◆ Stated exercise a:
Answer these questions using the KRIG2D post:
(i) Which IDL version is given for the current KRIG2D routine?
(ii) What comment follows the line "d[n] = 1.0"?
(iii) Where does the proposed form place the LUSOL call?

◆ Page text:

One only needs to change a single line of code.
I post this here hoping someone at EXELIS will see it and include in the next IDL distribution...
In practice the last few lines of the current KRIG2D routine (as of IDL 8.2.3) should be changed from this
;++++++++++++++++++++++++++++++
for j=0,ny-1 do begin ;Each output point
y0 = bounds[1] + gs[1] * j
for i=0,nx-1 do begin
x0 = bounds[0] + gs[0] * i
d[0] = reform(sqrt((x-x0)^2 + (y-y0)^2),n) ;distance
d = call_function(fname, d, t) ;Get rhs
d[n] = 1.0 ;lagrange constr
d=LUSOL( a, indx, d) ;Solve using LUDC results.
r[i,j] = total(d * z)
endfor
endfor
;------------------------------
into the following mathematically equivalent form, with LUSOL outside the double FOR loop and a change in the order of the array operations. This works because array multiplication is commutative.
;++++++++++++++++++++++++++++++
az = LUSOL(a, indx, [z,0.0]) ;Solve using LUDC results.
for j=0,ny-1 do begin ;Each output point
y0 = bounds[1] + gs[1] * j
for i=0,nx-1 do begin
x0 = bounds[0] + gs[0] * i
d[0] = reform(sqrt((x-x0)^2 + (y-y0)^2),n) ;distance
d = call_function(fname, d, t) ;Get rhs
d[n] = 1.0 ;lagrange constr
r[i,j] = total(d * az)

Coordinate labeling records
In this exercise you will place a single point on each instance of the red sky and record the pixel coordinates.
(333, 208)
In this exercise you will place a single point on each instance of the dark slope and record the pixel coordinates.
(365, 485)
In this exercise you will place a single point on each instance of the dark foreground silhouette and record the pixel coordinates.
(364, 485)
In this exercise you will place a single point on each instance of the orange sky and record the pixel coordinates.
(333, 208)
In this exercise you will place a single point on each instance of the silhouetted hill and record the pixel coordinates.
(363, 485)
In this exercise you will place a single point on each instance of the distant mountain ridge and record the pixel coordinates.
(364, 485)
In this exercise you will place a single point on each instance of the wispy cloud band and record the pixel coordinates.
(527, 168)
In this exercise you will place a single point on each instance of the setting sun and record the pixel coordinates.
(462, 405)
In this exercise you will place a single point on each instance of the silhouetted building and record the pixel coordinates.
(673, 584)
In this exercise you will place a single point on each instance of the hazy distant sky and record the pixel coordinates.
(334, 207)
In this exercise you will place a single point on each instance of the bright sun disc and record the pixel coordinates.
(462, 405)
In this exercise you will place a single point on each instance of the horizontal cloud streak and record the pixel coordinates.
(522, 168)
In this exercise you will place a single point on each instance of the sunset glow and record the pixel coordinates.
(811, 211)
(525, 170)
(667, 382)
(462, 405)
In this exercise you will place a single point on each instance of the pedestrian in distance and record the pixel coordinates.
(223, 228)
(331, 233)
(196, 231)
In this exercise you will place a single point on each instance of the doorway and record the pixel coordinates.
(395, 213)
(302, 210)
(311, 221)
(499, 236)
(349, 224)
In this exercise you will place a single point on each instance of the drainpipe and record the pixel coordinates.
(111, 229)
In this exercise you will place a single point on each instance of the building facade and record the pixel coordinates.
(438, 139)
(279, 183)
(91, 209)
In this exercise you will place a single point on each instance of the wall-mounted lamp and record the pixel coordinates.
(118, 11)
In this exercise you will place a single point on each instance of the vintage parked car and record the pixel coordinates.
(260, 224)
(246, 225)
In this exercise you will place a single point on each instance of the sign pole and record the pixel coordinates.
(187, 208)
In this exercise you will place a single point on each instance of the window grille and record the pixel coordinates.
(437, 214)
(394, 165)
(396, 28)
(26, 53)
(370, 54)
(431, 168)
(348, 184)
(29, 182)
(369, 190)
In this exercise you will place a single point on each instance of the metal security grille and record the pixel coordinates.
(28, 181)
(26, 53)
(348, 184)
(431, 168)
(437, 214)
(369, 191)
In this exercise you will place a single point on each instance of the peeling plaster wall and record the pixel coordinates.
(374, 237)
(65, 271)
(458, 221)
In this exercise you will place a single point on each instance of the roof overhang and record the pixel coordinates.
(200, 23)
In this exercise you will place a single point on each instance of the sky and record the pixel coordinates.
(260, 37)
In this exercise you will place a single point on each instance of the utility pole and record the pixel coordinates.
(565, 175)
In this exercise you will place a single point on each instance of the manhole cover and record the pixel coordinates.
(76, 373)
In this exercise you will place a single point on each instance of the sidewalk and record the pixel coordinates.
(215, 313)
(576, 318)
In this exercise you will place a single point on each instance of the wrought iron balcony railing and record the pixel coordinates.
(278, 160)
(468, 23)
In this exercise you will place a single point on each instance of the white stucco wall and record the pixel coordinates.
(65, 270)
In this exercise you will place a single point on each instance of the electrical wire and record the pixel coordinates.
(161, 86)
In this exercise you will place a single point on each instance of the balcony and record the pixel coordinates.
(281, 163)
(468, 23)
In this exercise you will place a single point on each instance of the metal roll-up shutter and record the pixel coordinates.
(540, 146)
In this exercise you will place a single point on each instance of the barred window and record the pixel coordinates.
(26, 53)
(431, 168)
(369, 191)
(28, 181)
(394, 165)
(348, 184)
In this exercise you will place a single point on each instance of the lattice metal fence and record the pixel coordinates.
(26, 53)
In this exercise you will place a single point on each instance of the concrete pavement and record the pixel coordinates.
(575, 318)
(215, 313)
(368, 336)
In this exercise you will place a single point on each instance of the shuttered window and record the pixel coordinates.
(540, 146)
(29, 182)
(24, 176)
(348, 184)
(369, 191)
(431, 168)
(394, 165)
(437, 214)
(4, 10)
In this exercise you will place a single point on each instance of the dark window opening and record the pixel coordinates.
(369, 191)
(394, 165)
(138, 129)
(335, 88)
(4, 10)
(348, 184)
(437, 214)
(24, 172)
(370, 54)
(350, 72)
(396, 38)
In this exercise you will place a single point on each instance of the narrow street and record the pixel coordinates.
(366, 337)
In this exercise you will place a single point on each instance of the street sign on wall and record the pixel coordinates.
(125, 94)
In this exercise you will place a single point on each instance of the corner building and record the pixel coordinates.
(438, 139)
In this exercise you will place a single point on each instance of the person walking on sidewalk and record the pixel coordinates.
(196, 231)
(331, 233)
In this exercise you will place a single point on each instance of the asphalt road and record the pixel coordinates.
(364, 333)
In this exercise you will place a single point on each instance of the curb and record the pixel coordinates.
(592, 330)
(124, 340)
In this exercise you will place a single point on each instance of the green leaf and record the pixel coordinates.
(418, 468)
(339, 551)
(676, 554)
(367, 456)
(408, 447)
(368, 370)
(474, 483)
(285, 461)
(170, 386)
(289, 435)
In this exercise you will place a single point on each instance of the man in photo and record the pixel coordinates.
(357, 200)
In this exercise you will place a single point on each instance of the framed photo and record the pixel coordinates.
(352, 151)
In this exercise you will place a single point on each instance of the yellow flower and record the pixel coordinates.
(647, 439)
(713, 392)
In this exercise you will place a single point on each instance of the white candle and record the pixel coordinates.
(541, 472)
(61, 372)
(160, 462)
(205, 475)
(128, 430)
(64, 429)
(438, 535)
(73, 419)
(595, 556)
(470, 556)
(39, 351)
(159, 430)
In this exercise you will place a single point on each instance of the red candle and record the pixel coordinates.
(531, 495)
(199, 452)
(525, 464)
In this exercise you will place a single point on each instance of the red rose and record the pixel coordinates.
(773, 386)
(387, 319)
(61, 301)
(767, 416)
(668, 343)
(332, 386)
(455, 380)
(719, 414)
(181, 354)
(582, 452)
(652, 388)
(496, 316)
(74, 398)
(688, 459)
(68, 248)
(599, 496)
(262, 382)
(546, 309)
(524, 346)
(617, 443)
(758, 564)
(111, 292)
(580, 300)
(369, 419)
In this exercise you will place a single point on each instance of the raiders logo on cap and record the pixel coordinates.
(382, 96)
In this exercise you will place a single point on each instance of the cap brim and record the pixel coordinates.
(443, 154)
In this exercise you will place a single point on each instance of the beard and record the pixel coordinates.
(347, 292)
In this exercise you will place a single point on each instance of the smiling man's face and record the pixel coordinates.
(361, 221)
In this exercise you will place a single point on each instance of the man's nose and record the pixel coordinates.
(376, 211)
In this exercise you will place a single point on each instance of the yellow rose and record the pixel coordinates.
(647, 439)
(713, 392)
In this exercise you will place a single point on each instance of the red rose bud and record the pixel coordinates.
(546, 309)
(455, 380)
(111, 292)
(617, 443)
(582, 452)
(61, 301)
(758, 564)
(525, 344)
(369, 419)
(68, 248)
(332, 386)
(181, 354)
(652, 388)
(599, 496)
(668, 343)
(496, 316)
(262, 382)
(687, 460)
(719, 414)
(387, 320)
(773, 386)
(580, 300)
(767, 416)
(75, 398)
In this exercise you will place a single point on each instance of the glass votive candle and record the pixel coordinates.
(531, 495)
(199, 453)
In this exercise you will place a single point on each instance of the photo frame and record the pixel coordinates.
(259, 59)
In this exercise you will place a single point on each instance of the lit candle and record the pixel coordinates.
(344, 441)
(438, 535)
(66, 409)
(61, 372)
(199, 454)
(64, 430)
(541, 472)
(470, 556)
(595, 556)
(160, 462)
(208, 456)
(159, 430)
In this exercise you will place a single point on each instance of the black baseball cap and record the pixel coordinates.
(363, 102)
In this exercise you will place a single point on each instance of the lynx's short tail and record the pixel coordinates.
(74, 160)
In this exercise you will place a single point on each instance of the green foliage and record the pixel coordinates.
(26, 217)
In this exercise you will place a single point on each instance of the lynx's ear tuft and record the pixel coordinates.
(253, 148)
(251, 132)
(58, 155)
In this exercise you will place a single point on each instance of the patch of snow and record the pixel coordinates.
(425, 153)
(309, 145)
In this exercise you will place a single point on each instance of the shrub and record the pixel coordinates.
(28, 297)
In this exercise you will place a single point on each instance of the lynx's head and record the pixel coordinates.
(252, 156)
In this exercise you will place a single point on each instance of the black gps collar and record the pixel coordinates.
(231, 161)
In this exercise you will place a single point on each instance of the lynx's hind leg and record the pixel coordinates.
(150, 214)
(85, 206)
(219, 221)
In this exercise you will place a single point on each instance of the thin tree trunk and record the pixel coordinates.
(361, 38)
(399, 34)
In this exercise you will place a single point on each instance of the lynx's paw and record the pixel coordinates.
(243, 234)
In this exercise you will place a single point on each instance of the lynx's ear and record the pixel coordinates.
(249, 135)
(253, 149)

◆ Stated exercise b: Rewrite the records as a JSON list of strings, one string per line, from the line containing "baseball cap and record the pixel coordinates." through the end of the records. Include both ends and leave out blank lines.

◆ Worked solution a:
(i) IDL 8.2.3
(ii) lagrange constr
(iii) Outside the double FOR loop

◆ Worked solution b:
[
  "In this exercise you will place a single point on each instance of the black baseball cap and record the pixel coordinates.",
  "(363, 102)",
  "In this exercise you will place a single point on each instance of the lynx's short tail and record the pixel coordinates.",
  "(74, 160)",
  "In this exercise you will place a single point on each instance of the green foliage and record the pixel coordinates.",
  "(26, 217)",
  "In this exercise you will place a single point on each instance of the lynx's ear tuft and record the pixel coordinates.",
  "(253, 148)",
  "(251, 132)",
  "(58, 155)",
  "In this exercise you will place a single point on each instance of the patch of snow and record the pixel coordinates.",
  "(425, 153)",
  "(309, 145)",
  "In this exercise you will place a single point on each instance of the shrub and record the pixel coordinates.",
  "(28, 297)",
  "In this exercise you will place a single point on each instance of the lynx's head and record the pixel coordinates.",
  "(252, 156)",
  "In this exercise you will place a single point on each instance of the black gps collar and record the pixel coordinates.",
  "(231, 161)",
  "In this exercise you will place a single point on each instance of the lynx's hind leg and record the pixel coordinates.",
  "(150, 214)",
  "(85, 206)",
  "(219, 221)",
  "In this exercise you will place a single point on each instance of the thin tree trunk and record the pixel coordinates.",
  "(361, 38)",
  "(399, 34)",
  "In this exercise you will place a single point on each instance of the lynx's paw and record the pixel coordinates.",
  "(243, 234)",
  "In this exercise you will place a single point on each instance of the lynx's ear and record the pixel coordinates.",
  "(249, 135)",
  "(253, 149)"
]